Reproduce the data below line for line, without changing anything.

——

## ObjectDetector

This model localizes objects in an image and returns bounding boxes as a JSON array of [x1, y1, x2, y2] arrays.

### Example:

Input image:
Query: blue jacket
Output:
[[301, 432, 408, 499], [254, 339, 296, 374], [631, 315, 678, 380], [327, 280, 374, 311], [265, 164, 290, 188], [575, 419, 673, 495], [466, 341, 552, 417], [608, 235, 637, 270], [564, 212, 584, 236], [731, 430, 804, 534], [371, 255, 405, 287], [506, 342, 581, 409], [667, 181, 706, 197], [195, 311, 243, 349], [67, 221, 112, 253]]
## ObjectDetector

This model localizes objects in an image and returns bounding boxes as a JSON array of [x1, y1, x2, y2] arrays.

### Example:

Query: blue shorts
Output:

——

• SOLUTION TO THIS EXERCISE
## ObjectDetector

This model localizes objects in an image and returns bounding boxes as a JSON array of [x1, y1, x2, y2] arrays.

### Example:

Input image:
Query: blue jacket
Output:
[[301, 432, 408, 499], [254, 339, 296, 374], [631, 315, 678, 380], [327, 280, 374, 311], [265, 164, 290, 188], [575, 419, 673, 495], [466, 341, 552, 417], [608, 235, 637, 270], [564, 212, 584, 236], [731, 430, 804, 534], [371, 255, 405, 287], [506, 342, 581, 409], [667, 181, 706, 197], [195, 311, 243, 349], [67, 221, 112, 253]]
## ObjectDetector

This model localizes objects in an image and returns bounding boxes as a JSON array of [x1, y1, x2, y2] arrays.

### Example:

Query: blue shorts
Output:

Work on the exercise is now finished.